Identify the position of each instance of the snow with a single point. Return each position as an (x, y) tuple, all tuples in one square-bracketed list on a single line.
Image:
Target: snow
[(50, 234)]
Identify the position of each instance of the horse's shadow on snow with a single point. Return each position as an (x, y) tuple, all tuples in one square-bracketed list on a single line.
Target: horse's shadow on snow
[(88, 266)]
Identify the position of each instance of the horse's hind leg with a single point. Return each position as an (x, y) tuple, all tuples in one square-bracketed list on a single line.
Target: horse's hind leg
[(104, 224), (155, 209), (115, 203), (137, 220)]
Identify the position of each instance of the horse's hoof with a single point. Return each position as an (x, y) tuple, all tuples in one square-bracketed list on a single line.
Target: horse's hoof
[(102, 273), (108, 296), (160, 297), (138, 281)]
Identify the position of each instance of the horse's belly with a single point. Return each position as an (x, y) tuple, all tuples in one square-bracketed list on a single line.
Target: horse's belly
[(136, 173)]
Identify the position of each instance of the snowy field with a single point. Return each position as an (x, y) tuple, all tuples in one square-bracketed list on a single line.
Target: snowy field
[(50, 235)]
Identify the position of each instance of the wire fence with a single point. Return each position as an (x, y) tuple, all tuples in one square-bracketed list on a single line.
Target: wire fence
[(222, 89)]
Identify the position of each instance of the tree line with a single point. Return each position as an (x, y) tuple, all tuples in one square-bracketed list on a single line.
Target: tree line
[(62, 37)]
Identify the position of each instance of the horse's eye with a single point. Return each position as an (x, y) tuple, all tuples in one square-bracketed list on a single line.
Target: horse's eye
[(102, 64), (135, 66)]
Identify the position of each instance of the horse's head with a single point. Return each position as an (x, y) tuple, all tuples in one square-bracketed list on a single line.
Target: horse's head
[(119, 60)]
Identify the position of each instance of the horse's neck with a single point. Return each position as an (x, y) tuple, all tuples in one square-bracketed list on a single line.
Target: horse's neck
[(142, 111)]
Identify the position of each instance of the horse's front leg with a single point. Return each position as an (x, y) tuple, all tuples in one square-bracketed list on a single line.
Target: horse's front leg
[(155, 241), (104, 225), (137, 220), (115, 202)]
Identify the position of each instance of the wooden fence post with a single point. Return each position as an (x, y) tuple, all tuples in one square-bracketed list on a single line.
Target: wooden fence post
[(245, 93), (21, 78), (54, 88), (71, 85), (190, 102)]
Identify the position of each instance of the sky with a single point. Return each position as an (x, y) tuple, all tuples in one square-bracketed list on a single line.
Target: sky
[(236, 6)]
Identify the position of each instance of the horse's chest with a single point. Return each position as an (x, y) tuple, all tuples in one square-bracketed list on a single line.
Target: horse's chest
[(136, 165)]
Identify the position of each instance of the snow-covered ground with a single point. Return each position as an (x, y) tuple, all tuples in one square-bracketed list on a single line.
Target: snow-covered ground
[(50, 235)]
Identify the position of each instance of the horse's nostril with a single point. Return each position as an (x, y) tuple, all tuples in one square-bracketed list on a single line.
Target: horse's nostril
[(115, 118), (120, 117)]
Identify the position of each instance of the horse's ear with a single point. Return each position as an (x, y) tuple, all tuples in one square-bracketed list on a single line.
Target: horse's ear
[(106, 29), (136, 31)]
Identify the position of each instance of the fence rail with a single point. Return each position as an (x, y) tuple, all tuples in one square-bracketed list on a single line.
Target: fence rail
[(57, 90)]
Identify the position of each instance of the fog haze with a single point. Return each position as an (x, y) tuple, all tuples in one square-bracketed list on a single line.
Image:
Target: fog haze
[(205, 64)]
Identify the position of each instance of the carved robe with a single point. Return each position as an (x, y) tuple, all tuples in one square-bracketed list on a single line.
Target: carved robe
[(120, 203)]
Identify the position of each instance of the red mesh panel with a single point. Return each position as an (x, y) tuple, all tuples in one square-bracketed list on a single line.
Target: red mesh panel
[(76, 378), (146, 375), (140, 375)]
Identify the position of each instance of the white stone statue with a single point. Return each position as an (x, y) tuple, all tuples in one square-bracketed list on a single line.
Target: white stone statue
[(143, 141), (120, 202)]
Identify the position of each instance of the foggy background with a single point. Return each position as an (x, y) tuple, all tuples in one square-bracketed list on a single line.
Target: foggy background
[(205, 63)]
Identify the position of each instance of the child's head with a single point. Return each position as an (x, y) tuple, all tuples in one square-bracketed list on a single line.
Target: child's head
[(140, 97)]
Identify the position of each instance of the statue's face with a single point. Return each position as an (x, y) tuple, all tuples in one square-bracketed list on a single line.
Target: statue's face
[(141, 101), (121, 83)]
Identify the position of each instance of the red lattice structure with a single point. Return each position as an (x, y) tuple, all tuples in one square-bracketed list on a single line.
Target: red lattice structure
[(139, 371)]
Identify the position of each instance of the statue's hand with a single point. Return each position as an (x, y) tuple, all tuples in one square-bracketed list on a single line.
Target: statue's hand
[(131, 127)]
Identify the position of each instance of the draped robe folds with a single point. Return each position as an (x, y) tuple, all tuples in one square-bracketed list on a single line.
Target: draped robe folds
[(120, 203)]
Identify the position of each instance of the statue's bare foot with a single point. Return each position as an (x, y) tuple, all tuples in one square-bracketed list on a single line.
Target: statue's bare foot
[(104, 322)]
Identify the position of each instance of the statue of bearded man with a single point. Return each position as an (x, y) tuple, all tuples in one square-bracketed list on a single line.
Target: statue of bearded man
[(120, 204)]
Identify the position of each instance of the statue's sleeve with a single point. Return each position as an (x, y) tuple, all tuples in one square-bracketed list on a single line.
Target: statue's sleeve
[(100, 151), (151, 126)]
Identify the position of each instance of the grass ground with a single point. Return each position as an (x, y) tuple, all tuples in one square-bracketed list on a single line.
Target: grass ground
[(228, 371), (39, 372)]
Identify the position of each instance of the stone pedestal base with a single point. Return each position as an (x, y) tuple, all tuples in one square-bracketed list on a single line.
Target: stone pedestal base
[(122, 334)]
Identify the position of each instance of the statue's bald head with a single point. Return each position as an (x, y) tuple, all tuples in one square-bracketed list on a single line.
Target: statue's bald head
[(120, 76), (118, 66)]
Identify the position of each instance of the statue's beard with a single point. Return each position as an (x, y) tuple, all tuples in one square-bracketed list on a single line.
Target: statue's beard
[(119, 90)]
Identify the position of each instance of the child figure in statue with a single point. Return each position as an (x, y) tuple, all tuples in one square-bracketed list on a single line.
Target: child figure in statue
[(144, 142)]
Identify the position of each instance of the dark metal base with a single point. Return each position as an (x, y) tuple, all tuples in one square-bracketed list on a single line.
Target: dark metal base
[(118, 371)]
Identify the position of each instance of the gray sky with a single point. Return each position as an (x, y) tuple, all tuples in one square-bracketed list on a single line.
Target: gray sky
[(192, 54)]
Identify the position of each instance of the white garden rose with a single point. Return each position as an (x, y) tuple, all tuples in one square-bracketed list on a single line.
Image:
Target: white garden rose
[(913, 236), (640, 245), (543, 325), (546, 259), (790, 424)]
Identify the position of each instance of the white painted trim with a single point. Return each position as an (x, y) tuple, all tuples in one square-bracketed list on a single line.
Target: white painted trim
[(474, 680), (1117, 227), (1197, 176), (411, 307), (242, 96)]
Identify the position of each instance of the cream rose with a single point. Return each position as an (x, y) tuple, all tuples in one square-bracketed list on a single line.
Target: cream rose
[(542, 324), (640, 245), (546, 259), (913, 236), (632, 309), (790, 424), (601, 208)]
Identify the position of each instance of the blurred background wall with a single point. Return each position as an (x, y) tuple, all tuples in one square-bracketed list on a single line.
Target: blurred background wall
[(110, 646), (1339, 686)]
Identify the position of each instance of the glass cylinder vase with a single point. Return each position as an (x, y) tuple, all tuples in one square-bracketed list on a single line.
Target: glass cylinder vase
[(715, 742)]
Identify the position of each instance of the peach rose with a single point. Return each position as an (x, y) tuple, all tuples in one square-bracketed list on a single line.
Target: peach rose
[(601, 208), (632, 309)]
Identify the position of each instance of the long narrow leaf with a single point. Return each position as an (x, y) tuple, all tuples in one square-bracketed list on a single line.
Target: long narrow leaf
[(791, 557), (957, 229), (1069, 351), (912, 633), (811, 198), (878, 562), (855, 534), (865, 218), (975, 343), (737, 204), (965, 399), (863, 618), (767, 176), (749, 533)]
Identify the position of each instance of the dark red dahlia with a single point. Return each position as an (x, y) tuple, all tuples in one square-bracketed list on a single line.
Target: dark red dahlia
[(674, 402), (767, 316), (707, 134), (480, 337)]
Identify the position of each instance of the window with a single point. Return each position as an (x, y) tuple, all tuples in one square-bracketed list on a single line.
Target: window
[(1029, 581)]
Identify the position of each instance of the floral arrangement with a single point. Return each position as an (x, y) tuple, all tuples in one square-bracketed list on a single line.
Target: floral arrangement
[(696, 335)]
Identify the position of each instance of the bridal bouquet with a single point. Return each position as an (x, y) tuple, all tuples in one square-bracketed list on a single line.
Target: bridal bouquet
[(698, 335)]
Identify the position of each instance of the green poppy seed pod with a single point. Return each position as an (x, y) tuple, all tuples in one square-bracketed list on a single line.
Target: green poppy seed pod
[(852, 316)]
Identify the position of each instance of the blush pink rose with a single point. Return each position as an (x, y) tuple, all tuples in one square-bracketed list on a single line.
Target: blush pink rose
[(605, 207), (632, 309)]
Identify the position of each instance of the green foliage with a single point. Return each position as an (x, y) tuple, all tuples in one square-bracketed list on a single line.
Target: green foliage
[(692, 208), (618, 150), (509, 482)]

# # # #

> [Exercise requirements] In the answer, return exactly the lines from the line containing "Target: green poppy seed pod" to the end of the records above, and no others.

> [Result below]
Target: green poppy seed pod
[(852, 316)]
Identify the position of each instance of the blush pink rose with a single point. Return each position as an (x, y) tuple, all tuples in one square-bracketed list on a single line.
Target: blush pink rose
[(605, 207), (632, 309)]
Identify the position of each instance of the green foliage with a single point. Return each position as an (x, y) tuple, all tuples in one square-bracketed list on a single line.
Target: green foliage
[(692, 208), (618, 150), (509, 482)]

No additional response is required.